▶ [WORK REQUIRED]: For the listing underneath, give the count of lines containing the string "would" and nothing further.

Start of SOURCE DATA

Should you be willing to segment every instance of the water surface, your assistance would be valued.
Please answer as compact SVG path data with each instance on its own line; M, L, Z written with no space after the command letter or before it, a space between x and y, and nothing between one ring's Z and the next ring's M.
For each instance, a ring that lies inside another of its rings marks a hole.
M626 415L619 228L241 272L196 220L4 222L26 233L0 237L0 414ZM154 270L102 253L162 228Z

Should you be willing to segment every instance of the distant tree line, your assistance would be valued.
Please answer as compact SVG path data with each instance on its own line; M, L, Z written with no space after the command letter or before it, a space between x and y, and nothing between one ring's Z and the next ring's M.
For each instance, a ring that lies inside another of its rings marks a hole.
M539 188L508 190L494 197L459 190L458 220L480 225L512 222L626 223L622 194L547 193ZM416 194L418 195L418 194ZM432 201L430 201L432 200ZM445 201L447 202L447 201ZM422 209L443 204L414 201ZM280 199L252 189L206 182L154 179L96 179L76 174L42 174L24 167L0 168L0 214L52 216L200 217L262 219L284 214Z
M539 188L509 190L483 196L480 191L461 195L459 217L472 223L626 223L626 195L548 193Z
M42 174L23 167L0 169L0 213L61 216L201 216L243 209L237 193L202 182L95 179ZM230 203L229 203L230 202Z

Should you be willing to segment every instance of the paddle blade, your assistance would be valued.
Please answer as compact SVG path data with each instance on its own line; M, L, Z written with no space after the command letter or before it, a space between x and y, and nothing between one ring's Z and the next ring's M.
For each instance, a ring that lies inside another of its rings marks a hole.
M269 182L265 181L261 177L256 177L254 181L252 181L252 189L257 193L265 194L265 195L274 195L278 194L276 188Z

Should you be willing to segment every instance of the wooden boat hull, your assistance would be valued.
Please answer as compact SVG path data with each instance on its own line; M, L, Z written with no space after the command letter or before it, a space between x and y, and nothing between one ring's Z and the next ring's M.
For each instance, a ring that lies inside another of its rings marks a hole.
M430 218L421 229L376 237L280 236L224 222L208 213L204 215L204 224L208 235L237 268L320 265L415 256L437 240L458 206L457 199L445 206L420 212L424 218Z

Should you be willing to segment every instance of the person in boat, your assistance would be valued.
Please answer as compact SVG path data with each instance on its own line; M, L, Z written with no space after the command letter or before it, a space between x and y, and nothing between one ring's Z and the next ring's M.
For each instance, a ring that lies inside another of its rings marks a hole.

End of SOURCE DATA

▶ [WRITTEN ANSWER]: 5